Requirements: Return the records that follow, matching each one exactly.

Dataset records:
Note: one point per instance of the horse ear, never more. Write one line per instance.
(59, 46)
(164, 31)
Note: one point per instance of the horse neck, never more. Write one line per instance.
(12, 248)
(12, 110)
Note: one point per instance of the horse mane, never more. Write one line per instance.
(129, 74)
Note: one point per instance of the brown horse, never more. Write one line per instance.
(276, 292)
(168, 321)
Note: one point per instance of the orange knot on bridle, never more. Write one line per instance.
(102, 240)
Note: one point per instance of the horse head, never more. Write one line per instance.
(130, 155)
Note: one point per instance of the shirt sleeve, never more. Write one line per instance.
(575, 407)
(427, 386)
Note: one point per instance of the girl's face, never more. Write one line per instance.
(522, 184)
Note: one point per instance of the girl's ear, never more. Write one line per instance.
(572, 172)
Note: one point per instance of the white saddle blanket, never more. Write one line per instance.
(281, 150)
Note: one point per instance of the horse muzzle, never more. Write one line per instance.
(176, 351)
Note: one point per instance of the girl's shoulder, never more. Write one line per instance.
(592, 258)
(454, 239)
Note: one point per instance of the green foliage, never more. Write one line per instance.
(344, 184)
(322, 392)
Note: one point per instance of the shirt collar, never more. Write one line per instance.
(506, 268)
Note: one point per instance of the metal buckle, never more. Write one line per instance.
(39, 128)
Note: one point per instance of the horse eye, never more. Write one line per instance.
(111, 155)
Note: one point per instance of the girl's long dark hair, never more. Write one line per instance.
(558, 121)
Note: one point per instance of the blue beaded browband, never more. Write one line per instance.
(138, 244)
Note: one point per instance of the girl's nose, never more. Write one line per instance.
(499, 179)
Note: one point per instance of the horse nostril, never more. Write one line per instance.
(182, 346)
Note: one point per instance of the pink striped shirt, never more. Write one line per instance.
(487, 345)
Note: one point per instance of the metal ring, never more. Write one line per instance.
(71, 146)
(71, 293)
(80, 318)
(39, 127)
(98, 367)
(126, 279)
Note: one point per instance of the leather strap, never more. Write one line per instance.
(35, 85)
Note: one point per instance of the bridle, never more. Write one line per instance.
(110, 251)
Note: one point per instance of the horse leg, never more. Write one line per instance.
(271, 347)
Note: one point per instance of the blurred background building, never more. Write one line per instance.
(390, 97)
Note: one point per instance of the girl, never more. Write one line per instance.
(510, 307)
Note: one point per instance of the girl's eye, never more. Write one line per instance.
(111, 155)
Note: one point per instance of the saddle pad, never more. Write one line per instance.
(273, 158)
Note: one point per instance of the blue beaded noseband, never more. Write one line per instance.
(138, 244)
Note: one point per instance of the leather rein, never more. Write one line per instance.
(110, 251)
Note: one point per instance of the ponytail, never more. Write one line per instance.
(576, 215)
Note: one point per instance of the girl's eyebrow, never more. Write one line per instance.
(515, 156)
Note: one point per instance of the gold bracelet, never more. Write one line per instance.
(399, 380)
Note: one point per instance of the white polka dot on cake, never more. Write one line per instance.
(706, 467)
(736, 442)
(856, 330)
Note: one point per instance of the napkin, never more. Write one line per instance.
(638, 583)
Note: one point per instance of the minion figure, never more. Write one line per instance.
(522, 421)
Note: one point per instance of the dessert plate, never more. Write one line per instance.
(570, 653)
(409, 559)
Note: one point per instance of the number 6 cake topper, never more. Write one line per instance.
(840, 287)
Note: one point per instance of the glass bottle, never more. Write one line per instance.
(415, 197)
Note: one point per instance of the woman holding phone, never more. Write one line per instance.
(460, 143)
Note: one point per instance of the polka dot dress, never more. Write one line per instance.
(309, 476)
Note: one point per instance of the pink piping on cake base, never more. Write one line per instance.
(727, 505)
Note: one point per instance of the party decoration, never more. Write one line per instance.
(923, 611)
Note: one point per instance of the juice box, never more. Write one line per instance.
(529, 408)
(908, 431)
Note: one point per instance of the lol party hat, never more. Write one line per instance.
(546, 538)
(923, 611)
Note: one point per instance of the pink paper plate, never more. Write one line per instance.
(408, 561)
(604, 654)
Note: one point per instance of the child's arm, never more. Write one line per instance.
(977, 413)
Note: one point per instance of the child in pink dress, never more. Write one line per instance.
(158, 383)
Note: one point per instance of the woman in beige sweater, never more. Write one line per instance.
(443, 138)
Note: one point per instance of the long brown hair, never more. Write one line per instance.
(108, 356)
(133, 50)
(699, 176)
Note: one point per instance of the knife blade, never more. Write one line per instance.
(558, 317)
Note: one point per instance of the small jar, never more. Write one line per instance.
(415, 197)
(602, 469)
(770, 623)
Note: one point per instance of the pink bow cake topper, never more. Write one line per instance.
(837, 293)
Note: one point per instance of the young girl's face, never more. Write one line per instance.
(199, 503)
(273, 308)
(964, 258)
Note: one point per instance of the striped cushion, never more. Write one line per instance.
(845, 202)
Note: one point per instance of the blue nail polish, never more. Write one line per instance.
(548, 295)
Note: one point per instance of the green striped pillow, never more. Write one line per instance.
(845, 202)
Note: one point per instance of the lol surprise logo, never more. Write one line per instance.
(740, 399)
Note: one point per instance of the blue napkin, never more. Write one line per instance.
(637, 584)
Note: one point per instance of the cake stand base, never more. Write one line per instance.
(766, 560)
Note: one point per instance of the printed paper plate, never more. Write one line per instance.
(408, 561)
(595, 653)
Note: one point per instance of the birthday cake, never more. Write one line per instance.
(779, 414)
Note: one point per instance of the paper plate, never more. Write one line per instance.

Exercise solution:
Note: one point per instance of the horse ear, never more. Write one line per instance.
(59, 46)
(164, 31)
Note: one point per instance of the horse neck, never more. Write one line per instance.
(12, 248)
(12, 110)
Note: one point per instance of the horse mane, never more. Write one line per instance.
(129, 74)
Note: one point per instance of the brown horse, never more. Write one line per instance.
(276, 292)
(168, 321)
Note: one point per instance of the orange knot on bridle, never more. Write one line per instance.
(102, 240)
Note: one point per instance of the horse head, never more. Write one line per instance.
(130, 155)
Note: one point per instance of the shirt sleeve, never more. Write one line per instance.
(575, 407)
(427, 386)
Note: one point per instance of the girl's face, never more. Write one line per instance.
(522, 184)
Note: one point per instance of the girl's ear, never more. Write one line per instance.
(572, 172)
Note: one point per instance of the white saddle blanket, never more. Write one line per instance.
(281, 150)
Note: one point per instance of the horse muzzle, never more. Write one line per instance.
(176, 351)
Note: one point per instance of the girl's shoulder, never more. Write one line per instance.
(592, 258)
(454, 239)
Note: one point per instance of the green foliage, never more. Write one line per instance.
(344, 184)
(322, 392)
Note: one point per instance of the shirt collar, never more. Write one line per instance.
(506, 268)
Note: one point per instance of the metal buckle, never more. Write one line per instance.
(39, 128)
Note: one point per instance of the horse eye, never more. Write one line per instance.
(111, 155)
Note: one point per instance of the girl's long dark hair, never more. Write one line per instance.
(558, 121)
Note: one point per instance of the blue beaded browband, never more. Write one line per instance.
(138, 244)
Note: one point per instance of the girl's nose, never more. Write one line per instance.
(499, 179)
Note: one point per instance of the horse nostril, never more. Write one line per instance.
(182, 346)
Note: one point per instance of the pink striped shirt, never more. Write one line per instance.
(487, 345)
Note: one point per instance of the metal ring, never more. Write one line per instance.
(71, 146)
(71, 293)
(80, 318)
(39, 127)
(98, 367)
(126, 279)
Note: one point per instance of the leather strap, never more. Write one line per instance.
(35, 85)
Note: one point per instance of the bridle, never more. Write one line per instance.
(110, 251)
Note: one point per instance of the horse leg, never more. Write one line per instance.
(271, 347)
Note: one point per instance of the blurred background building, never more. Write one line per instance.
(390, 97)
Note: one point per instance of the girl, never more. Write one line per instance.
(510, 307)
Note: one point per instance of the girl's eye, never more. Write one line per instance.
(111, 155)
Note: one point per instance of the saddle pad, never more. Write one line per instance.
(273, 158)
Note: one point per instance of the blue beaded noseband, never more. Write one line per instance.
(138, 244)
Note: one point per instance of the leather rein, never more. Write one line per instance.
(110, 251)
Note: one point per instance of the ponytail, never more. Write one line per instance.
(576, 215)
Note: one point per instance of the girl's eyebrow, never more. Write one line per instance.
(515, 156)
Note: one point per instance of the gold bracelet, never more. Write one line per instance.
(399, 380)
Note: one point per instance of the white polka dot on cake, never more. Write one line per instance.
(706, 467)
(736, 442)
(856, 330)
Note: one point per instance of the napkin, never more. Write one line per instance.
(638, 583)
Note: one point per instance of the minion figure, never more. Write one line per instance.
(522, 421)
Note: one point per instance of the dessert plate, never more. Write one line per instance.
(570, 653)
(409, 559)
Note: one point per instance of the number 6 cake topper, never more. Write one line per instance.
(840, 287)
Note: one point per instance of the glass bottle, never more. Write one line per instance.
(415, 197)
Note: one point per instance of the woman holding phone, never more. Write one line per instance.
(460, 143)
Note: one point per instance of the polka dot dress, never more. Write one line per instance.
(309, 476)
Note: one point per instance of the pink piping on cake base, never more. Write one line per instance.
(727, 505)
Note: one point per instance of the party decoration, never more. Write one line per instance.
(923, 611)
Note: one point per instance of the juice box, never more. Write one line per instance.
(529, 408)
(908, 431)
Note: one point per instance of the lol party hat, never more. Write one line per instance.
(546, 538)
(923, 611)
Note: one point per instance of the pink paper plate, never more. Write one line per instance.
(408, 561)
(604, 654)
Note: one point per instance of the child's arm, never more. Write one line per instance.
(977, 413)
Note: one point per instance of the child in pink dress, never more. Write one line per instance.
(158, 383)
Note: one point per instance of the woman in beige sweater, never more. Write one line per instance.
(443, 138)
Note: one point per instance of the long brown hair, never more. Write one line per instance.
(108, 356)
(133, 50)
(699, 176)
Note: one point per instance of the knife blade, never more. Write one line per instance.
(558, 317)
Note: one point per instance of the small jar, never more. Write one line per instance.
(415, 197)
(602, 469)
(770, 623)
Note: one point per instance of the pink bow cake topper, never more. Write one line per instance.
(837, 293)
Note: one point per instance of the young girl's face, never more. Write one line per instance.
(199, 503)
(273, 308)
(964, 258)
Note: one point per instance of the striped cushion, never more. Write one line per instance.
(845, 202)
Note: one point per instance of the blue nail polish, never more. Write one line per instance.
(548, 295)
Note: one point per instance of the green striped pillow, never more. Write one line per instance.
(845, 202)
Note: one point per instance of the lol surprise logo, never more. Write one line per instance.
(740, 399)
Note: one point per instance of the blue napkin, never more. Write one line per instance.
(637, 584)
Note: one point per instance of the cake stand base, never more. Write one line per instance.
(766, 560)
Note: one point per instance of the printed paper plate, never more. Write one line per instance.
(408, 561)
(595, 653)
Note: one point per instance of the birthday cake, never more. Write one line per instance.
(779, 414)
Note: one point per instance of the paper plate, never more. Write one line per instance.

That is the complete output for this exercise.